Extracted entries:

• • • •

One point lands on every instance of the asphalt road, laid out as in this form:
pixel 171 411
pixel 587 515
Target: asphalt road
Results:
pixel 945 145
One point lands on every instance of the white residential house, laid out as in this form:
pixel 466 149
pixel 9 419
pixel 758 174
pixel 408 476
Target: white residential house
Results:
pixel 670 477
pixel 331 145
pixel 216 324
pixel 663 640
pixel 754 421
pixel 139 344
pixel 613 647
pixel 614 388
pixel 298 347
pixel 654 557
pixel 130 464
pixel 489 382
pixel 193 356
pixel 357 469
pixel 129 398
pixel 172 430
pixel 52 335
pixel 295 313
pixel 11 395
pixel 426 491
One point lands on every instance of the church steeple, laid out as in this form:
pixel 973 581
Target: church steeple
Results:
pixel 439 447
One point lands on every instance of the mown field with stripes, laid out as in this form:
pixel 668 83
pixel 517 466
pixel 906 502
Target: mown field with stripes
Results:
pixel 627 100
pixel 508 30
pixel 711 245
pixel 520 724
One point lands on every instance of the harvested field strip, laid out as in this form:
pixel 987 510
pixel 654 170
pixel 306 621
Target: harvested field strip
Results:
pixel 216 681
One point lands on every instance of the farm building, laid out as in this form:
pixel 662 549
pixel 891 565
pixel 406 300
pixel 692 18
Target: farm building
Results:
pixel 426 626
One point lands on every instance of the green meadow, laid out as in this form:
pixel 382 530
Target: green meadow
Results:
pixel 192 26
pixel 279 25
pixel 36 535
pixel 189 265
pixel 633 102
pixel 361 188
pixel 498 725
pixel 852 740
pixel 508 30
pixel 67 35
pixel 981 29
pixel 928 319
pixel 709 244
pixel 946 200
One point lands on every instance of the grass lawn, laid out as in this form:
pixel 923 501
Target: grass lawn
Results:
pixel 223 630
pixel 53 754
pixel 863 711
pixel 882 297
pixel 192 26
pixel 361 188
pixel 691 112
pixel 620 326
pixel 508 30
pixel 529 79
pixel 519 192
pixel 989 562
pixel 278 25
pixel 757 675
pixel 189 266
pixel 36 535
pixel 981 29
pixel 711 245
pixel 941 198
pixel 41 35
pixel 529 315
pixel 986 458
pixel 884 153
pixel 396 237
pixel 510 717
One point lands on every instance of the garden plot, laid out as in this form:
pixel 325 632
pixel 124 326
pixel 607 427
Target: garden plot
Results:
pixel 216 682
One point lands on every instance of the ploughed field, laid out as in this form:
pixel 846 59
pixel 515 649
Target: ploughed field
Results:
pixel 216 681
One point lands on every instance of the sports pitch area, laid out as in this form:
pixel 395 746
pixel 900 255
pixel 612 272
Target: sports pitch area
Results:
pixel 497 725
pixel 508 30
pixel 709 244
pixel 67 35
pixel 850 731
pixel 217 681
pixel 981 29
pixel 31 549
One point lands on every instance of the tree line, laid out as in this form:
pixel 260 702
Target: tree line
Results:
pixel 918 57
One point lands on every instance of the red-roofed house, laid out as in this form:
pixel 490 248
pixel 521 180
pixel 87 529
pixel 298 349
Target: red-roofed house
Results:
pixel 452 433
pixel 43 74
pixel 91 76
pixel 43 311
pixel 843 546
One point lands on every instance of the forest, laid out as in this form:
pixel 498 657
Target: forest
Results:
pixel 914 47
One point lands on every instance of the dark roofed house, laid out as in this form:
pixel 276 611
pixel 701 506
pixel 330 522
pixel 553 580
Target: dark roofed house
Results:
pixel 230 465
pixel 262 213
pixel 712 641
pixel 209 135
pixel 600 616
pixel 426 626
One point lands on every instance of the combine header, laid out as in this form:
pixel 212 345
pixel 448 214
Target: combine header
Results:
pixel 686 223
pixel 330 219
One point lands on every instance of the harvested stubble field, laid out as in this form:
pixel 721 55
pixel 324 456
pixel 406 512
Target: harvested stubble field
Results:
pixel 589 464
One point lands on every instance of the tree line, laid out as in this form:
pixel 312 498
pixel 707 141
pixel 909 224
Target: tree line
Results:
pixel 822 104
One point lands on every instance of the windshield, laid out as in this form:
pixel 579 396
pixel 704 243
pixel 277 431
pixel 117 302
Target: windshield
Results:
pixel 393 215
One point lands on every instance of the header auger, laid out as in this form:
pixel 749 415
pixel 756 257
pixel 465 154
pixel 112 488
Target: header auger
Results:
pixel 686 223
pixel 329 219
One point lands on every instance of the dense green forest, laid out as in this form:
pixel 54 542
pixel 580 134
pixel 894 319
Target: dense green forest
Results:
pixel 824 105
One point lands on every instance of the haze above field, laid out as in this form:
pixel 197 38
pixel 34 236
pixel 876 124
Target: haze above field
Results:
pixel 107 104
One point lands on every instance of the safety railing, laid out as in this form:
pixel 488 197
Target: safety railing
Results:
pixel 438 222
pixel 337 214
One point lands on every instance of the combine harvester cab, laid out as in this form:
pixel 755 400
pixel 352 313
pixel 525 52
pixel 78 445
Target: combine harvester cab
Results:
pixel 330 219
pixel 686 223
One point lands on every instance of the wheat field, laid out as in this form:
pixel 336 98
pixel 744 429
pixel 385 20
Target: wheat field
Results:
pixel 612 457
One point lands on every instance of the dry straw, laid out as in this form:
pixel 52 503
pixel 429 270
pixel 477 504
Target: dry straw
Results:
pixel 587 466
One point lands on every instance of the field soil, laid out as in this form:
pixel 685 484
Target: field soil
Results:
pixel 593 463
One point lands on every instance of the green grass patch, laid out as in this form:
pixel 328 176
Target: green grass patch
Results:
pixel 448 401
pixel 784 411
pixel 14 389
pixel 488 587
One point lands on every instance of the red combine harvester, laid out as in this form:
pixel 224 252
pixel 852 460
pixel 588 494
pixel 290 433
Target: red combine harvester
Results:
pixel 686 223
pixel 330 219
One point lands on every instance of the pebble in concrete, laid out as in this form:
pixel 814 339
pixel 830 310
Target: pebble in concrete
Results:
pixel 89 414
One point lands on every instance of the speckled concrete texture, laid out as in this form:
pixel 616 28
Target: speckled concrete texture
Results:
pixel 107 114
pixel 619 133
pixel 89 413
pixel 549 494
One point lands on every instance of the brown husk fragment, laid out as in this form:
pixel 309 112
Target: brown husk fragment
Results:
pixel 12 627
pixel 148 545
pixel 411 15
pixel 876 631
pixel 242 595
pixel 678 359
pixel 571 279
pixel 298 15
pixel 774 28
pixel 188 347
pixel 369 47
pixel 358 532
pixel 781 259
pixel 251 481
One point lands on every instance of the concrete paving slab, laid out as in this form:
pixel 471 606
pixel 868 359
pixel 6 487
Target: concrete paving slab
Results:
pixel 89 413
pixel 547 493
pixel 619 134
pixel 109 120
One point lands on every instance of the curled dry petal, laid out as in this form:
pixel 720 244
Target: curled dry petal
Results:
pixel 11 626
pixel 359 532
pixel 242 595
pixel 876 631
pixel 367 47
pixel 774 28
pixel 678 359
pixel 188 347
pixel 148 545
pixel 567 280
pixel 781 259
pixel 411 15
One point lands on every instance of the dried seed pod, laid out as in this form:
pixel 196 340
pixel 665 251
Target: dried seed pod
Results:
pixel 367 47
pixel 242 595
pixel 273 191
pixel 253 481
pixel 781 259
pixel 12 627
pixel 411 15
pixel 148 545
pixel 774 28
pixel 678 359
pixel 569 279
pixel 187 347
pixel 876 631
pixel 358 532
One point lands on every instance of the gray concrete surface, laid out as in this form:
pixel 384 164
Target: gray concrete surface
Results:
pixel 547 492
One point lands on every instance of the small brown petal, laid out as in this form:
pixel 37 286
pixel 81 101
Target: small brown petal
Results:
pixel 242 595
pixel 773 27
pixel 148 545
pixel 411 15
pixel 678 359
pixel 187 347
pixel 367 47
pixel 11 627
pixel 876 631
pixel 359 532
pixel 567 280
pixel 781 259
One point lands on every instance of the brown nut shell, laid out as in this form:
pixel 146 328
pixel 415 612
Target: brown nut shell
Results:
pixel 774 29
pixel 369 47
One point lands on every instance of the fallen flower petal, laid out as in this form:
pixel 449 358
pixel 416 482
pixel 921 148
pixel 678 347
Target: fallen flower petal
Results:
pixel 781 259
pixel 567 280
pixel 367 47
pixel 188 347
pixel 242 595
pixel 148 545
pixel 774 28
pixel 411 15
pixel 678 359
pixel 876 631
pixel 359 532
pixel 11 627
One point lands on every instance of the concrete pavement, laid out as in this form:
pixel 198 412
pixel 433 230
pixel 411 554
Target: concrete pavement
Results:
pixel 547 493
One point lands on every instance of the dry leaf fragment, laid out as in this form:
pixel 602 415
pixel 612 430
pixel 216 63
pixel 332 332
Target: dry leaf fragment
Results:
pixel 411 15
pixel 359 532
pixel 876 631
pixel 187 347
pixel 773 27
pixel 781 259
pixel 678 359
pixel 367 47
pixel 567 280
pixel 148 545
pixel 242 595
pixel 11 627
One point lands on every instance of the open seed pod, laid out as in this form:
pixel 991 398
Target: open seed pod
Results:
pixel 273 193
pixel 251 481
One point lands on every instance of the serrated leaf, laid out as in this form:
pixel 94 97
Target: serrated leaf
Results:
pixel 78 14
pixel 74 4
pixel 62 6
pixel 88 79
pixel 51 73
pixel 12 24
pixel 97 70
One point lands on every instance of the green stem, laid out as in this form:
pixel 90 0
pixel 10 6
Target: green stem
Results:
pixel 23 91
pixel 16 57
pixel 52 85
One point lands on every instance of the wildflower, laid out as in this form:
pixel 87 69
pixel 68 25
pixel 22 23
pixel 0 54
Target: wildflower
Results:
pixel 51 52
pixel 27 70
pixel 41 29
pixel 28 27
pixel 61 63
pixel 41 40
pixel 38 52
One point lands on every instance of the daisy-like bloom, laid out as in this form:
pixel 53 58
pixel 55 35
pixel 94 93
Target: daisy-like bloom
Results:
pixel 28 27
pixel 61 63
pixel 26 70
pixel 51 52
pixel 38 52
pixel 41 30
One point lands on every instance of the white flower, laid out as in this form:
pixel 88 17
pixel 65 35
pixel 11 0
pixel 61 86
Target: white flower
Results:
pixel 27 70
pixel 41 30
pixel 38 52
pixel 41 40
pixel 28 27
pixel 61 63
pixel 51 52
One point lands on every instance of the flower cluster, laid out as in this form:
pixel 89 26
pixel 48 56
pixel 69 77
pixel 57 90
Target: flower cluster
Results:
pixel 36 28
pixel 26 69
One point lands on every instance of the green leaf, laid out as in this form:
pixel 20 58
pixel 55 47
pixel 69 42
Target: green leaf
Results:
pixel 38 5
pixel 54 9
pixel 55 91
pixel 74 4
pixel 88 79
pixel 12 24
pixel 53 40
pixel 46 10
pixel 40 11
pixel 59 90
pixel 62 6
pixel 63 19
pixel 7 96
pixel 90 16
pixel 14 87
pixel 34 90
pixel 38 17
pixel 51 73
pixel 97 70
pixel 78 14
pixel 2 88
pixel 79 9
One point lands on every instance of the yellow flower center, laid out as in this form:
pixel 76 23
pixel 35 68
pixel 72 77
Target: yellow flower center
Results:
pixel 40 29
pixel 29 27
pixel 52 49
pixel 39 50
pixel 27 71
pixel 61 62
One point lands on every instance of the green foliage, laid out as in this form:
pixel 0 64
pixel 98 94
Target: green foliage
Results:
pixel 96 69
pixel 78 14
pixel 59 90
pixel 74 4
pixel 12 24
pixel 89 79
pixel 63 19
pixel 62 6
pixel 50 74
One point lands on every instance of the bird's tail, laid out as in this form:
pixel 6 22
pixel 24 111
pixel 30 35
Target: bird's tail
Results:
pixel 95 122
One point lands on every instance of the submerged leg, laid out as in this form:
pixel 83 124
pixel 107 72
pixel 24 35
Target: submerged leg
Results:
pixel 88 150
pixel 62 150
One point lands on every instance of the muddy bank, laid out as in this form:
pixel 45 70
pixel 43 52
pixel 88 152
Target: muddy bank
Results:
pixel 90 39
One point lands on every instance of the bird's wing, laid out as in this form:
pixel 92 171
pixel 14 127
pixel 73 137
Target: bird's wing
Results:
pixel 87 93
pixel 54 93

• • • •

Repeat the material verbatim, everything from its first line down to the line containing "pixel 946 200", with both of those lines included.

Task answer:
One point lands on every instance of the asphalt road, laid out as in this form:
pixel 171 411
pixel 587 515
Target: asphalt road
Results:
pixel 945 145
One point lands on every instance of the white residential house, laid out as in this form:
pixel 466 149
pixel 9 419
pixel 758 174
pixel 408 476
Target: white residential house
Results:
pixel 670 477
pixel 331 145
pixel 216 324
pixel 663 640
pixel 754 421
pixel 139 344
pixel 613 647
pixel 614 388
pixel 298 347
pixel 654 557
pixel 130 464
pixel 489 382
pixel 193 356
pixel 357 469
pixel 129 398
pixel 172 430
pixel 52 335
pixel 295 313
pixel 11 395
pixel 426 491
One point lands on every instance of the church steeple, laid out as in this form:
pixel 973 581
Target: church steeple
Results:
pixel 439 447
One point lands on every instance of the mown field with stripes, laid out as in this form:
pixel 668 83
pixel 517 466
pixel 906 502
Target: mown field with stripes
Results:
pixel 627 100
pixel 508 30
pixel 711 245
pixel 520 724
One point lands on every instance of the harvested field strip, laid out as in this form:
pixel 987 510
pixel 654 170
pixel 306 621
Target: harvested field strip
Results:
pixel 216 681
One point lands on every instance of the farm building, laid out as in this form:
pixel 662 549
pixel 891 565
pixel 406 300
pixel 692 18
Target: farm building
Results:
pixel 426 626
One point lands on every instance of the green meadow, laid out as in this form:
pixel 382 530
Target: green meadow
Results:
pixel 192 26
pixel 279 25
pixel 36 535
pixel 189 265
pixel 633 102
pixel 361 188
pixel 498 725
pixel 852 740
pixel 508 30
pixel 67 35
pixel 981 29
pixel 928 319
pixel 709 244
pixel 946 200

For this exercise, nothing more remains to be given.